> [PROBLEM TO SOLVE]
Quote the records word for word, starting at the line that contains "where the brown" and ending after the line that contains "700,470,722,482".

[Detection annotation records]
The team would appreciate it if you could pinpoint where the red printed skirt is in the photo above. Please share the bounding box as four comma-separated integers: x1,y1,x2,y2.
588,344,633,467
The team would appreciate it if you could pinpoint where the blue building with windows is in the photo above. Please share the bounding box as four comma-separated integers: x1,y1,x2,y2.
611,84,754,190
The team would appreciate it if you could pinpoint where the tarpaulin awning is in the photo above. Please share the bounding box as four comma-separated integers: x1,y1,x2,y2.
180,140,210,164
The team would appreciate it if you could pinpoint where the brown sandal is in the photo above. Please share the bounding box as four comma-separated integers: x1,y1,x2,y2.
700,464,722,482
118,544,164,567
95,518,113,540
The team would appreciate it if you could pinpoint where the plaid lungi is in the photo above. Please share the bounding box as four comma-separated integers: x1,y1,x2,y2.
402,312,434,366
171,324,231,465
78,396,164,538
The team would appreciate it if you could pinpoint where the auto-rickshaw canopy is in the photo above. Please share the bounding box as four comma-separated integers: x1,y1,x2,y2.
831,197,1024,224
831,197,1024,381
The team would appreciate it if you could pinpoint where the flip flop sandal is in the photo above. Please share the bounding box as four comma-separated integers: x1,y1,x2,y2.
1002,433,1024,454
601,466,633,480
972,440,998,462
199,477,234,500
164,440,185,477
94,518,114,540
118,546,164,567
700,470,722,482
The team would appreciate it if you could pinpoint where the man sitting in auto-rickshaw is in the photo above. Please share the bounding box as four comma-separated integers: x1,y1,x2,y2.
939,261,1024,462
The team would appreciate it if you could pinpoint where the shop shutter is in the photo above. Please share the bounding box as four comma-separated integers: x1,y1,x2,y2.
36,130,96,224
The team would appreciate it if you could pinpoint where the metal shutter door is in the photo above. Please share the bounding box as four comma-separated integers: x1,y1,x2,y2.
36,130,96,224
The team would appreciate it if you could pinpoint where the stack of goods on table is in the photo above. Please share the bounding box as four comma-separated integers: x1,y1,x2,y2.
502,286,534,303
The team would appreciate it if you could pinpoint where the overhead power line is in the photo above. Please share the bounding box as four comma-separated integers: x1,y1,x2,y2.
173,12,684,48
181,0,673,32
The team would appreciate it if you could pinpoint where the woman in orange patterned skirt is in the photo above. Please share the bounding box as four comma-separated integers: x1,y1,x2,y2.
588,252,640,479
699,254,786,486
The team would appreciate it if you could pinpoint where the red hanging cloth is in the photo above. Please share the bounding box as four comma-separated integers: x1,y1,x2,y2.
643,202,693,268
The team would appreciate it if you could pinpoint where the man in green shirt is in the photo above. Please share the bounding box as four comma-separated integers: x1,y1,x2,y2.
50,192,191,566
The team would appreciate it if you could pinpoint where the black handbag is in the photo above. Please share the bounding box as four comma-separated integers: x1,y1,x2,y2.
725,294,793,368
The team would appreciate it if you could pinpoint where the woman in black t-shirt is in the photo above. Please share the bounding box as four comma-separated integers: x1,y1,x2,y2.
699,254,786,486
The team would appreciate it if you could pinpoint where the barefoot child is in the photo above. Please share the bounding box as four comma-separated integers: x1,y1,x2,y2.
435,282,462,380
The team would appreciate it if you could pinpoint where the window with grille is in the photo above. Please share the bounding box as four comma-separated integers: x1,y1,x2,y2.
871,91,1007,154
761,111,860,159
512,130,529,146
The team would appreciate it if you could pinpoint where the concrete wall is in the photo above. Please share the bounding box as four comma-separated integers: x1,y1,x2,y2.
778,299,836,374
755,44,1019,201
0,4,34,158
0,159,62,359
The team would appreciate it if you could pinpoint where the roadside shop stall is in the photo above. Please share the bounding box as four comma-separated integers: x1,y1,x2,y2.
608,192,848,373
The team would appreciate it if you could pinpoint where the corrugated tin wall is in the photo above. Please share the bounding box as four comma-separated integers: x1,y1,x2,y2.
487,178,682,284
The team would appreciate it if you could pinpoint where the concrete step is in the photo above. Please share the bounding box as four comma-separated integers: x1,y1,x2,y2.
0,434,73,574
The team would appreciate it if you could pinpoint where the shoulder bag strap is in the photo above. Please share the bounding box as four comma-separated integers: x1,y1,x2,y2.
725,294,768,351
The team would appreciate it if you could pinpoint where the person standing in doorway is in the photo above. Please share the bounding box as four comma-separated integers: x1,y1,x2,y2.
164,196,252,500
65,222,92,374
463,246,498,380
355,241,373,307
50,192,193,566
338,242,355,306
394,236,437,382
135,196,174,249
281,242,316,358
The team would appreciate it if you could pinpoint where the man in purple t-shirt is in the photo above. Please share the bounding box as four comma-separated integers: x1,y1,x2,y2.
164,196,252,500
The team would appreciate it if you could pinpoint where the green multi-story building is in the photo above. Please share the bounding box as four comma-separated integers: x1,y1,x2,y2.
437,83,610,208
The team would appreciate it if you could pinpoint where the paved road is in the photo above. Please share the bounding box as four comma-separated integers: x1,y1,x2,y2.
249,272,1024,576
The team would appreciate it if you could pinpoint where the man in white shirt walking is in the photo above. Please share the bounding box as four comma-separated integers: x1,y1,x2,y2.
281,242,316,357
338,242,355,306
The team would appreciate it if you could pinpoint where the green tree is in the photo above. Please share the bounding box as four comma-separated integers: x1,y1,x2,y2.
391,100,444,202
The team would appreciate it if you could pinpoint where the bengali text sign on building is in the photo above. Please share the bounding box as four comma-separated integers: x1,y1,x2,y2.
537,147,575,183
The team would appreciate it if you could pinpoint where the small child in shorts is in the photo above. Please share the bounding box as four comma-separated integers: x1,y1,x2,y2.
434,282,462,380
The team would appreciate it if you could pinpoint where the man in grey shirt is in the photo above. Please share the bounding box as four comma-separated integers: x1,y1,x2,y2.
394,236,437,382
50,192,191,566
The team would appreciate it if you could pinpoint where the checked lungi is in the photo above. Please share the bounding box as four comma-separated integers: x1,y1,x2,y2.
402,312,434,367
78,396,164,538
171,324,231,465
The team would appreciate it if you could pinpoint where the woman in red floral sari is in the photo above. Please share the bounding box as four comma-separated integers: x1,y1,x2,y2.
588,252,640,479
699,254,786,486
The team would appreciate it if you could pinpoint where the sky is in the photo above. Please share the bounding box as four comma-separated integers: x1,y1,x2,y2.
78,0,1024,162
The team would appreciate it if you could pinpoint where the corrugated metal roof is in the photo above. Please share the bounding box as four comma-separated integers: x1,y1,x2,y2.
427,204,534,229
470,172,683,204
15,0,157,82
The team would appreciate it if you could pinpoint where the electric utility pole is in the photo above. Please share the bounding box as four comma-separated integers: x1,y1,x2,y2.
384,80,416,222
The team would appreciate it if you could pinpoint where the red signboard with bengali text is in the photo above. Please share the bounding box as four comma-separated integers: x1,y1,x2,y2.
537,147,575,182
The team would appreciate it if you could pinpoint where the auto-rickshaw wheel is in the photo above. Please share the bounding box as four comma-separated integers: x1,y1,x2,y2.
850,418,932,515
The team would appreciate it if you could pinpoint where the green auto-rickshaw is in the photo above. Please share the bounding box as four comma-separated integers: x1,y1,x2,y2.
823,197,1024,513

> [SOLVED PROBLEM]
The team would appreciate it if you could pinpoint where the brown sandal is in the photo above. Please share the bounding box as four comma-separated integers: x1,y1,x2,y2.
700,464,722,482
118,544,164,567
95,518,113,540
The team would appreciate it if you could pinpoint where the plaid lungi is in the photo above. Please share the bounding box as four comma-separated integers: x1,y1,x2,y2.
402,312,434,366
171,324,231,465
78,396,164,538
The team would appreciate it if you could pinpoint where the auto-rickshaw canopy is in the photo above. Please share the bounding box as four comma-separated integers: x1,y1,x2,y2.
831,197,1024,224
831,197,1024,381
The team would appreciate it if you could pinpoint where the flip flop sandal is in the photo above. Please share the bounding box as four comma-separated integers: x1,y1,x2,y2.
1002,433,1024,454
601,466,633,480
972,440,998,462
199,477,234,500
164,440,185,477
94,518,114,540
118,546,164,567
700,470,722,482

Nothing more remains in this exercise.